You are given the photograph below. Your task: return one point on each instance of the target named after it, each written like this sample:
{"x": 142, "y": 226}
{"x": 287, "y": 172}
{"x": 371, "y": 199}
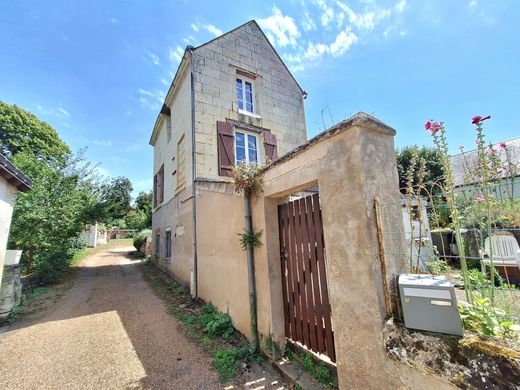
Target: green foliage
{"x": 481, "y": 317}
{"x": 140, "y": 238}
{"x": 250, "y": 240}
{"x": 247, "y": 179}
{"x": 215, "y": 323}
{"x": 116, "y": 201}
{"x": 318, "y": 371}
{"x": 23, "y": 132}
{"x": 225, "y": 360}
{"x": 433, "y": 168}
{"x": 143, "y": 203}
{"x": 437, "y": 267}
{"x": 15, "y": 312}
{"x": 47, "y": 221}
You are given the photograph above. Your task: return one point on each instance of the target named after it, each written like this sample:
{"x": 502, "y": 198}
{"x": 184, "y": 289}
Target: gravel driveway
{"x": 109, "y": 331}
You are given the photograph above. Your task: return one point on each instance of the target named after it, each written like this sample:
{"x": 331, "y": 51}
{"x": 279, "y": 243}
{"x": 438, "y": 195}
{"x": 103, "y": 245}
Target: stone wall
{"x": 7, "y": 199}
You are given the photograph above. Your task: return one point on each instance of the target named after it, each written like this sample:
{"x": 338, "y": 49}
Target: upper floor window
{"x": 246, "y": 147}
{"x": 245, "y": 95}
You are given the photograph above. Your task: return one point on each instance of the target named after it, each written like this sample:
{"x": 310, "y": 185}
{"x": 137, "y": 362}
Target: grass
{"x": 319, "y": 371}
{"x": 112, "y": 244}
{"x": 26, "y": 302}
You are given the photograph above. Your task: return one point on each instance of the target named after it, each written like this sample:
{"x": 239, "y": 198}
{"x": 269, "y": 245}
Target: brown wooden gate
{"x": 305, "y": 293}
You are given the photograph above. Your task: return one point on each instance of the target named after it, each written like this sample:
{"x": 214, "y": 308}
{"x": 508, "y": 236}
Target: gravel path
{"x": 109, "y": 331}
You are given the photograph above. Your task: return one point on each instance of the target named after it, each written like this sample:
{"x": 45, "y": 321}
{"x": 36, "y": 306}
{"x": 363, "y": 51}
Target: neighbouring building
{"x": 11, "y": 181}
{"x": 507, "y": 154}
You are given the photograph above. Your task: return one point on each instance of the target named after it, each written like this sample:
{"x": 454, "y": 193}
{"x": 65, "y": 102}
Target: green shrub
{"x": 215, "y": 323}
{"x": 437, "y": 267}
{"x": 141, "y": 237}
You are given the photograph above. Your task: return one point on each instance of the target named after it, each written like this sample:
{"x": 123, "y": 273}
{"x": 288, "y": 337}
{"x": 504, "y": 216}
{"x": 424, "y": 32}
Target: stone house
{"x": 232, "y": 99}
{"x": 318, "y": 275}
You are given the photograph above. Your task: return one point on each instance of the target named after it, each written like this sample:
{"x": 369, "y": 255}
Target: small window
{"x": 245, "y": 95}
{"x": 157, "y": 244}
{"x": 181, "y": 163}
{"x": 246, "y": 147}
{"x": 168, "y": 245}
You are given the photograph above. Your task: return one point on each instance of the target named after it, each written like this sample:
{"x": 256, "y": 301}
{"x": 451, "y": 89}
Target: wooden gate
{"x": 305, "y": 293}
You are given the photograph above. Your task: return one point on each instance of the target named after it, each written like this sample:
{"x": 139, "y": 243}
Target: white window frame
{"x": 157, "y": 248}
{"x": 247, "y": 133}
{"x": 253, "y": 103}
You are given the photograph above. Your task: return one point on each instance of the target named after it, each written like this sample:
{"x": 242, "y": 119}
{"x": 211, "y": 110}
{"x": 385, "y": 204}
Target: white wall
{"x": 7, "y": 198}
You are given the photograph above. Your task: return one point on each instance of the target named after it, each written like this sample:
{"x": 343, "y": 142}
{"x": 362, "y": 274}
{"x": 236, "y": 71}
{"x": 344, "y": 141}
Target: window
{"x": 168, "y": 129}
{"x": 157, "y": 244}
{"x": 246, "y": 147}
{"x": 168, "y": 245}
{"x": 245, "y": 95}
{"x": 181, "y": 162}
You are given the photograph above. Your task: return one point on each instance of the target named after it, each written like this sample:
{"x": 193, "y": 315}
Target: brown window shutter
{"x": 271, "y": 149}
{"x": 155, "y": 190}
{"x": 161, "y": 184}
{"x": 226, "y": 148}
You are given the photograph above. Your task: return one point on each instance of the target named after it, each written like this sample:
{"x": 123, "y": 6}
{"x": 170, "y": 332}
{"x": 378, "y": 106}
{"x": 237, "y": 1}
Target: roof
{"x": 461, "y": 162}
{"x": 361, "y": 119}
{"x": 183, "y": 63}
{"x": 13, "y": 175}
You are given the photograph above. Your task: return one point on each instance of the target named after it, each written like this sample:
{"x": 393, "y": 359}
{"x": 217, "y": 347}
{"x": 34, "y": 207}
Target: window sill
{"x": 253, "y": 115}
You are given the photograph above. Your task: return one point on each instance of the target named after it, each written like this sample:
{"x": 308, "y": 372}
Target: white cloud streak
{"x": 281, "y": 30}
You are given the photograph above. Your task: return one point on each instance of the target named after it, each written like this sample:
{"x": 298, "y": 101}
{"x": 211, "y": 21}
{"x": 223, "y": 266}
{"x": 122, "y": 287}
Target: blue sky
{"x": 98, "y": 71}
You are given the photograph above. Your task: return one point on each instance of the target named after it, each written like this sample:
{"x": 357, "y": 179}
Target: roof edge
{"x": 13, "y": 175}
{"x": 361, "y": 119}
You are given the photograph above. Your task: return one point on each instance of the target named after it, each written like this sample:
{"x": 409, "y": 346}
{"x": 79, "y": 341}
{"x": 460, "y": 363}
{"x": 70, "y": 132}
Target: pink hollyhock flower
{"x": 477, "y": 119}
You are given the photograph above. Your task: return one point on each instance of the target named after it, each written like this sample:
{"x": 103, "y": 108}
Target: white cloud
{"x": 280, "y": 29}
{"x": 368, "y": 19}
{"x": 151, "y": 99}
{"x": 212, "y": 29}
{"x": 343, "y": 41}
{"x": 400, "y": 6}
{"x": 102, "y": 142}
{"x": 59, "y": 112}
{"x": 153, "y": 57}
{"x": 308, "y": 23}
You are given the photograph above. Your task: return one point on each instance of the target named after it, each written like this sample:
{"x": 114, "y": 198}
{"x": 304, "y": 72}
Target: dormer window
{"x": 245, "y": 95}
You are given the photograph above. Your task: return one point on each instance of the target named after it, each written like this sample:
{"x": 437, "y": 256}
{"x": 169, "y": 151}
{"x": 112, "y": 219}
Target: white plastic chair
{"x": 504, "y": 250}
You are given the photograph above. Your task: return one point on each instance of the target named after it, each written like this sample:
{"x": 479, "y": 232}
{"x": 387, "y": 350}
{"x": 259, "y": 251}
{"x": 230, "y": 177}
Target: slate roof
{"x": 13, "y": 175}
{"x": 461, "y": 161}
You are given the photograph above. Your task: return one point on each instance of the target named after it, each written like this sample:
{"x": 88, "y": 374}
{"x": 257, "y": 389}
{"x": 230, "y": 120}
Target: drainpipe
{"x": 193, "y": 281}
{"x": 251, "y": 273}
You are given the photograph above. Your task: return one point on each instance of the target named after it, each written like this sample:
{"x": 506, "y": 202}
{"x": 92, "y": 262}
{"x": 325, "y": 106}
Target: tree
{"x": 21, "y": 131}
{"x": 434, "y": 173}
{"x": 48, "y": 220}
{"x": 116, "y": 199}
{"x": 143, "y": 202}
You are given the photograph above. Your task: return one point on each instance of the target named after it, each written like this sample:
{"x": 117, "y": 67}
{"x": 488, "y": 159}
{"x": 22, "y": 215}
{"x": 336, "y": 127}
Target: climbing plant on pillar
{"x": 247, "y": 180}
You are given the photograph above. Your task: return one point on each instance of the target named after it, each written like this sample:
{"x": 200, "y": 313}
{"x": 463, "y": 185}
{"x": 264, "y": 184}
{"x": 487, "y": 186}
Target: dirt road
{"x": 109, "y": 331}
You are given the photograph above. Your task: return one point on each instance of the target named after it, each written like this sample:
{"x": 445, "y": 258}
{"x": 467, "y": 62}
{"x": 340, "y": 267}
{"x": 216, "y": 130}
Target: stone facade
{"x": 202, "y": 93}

---

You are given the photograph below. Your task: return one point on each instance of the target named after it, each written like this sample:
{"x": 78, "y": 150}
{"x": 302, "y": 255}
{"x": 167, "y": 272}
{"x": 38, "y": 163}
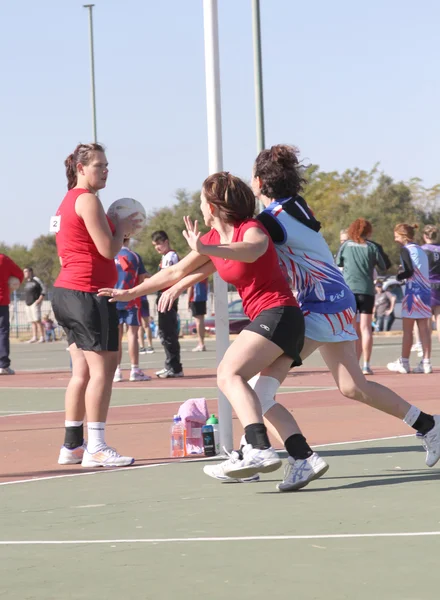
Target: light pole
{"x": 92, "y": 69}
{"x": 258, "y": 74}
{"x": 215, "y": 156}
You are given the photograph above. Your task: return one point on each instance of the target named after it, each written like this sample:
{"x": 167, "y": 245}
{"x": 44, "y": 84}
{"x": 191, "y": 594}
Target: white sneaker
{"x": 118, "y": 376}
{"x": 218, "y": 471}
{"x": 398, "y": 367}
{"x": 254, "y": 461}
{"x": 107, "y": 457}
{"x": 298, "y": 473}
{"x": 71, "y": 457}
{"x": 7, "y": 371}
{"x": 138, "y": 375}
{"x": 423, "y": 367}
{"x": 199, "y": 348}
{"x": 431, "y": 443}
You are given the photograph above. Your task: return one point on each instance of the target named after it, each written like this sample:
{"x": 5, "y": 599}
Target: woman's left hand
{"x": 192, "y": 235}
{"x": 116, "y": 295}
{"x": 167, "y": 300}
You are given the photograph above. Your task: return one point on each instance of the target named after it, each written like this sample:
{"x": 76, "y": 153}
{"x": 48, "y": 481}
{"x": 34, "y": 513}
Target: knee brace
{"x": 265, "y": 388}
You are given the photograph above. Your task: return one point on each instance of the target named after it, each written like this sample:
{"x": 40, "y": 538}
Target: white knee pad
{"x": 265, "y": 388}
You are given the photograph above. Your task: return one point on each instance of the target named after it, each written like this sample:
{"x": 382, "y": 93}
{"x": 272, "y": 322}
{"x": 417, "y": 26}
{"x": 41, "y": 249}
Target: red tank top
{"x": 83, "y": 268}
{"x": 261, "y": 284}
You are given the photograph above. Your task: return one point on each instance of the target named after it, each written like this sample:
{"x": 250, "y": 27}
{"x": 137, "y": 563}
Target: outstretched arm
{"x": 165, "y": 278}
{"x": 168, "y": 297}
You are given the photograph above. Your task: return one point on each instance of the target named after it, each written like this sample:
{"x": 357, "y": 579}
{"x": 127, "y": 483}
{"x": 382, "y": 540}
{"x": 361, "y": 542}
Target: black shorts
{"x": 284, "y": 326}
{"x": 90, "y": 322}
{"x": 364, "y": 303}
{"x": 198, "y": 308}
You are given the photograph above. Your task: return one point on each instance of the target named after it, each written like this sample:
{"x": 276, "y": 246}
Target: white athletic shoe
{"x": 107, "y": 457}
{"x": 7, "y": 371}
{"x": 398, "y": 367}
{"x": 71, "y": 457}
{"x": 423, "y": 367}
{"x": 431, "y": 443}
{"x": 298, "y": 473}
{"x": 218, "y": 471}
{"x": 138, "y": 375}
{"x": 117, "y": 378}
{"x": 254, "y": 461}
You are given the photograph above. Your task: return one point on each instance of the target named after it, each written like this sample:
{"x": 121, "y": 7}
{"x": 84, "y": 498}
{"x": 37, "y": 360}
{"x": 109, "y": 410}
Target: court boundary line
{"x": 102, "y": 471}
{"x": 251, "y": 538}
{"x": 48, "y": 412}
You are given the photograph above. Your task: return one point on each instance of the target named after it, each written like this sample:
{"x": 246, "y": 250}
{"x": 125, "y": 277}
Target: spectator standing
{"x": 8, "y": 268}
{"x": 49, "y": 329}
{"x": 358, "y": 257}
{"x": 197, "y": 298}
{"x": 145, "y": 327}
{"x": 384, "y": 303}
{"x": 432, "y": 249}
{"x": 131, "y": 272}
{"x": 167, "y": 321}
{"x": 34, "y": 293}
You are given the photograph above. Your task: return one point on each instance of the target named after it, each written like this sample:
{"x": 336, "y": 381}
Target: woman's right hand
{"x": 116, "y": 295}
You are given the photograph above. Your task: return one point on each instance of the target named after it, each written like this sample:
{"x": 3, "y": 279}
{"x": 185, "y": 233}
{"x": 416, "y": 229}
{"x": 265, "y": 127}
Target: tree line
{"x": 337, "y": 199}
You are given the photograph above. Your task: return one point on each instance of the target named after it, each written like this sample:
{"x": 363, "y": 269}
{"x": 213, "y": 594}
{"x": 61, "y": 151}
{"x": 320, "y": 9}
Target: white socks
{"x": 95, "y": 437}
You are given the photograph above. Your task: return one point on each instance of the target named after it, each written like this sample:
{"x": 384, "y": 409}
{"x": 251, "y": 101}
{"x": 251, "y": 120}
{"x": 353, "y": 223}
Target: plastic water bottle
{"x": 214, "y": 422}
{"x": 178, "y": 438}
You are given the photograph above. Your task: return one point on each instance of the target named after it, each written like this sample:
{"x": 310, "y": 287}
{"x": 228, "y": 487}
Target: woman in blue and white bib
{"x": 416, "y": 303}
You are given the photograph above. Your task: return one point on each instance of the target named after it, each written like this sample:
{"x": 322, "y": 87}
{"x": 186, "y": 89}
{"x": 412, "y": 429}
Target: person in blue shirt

---

**Problem details**
Report each line in the rows above that contains the string "roof", copying every such line in full.

**Exercise response**
Target: roof
Target: roof edge
Target: slate roof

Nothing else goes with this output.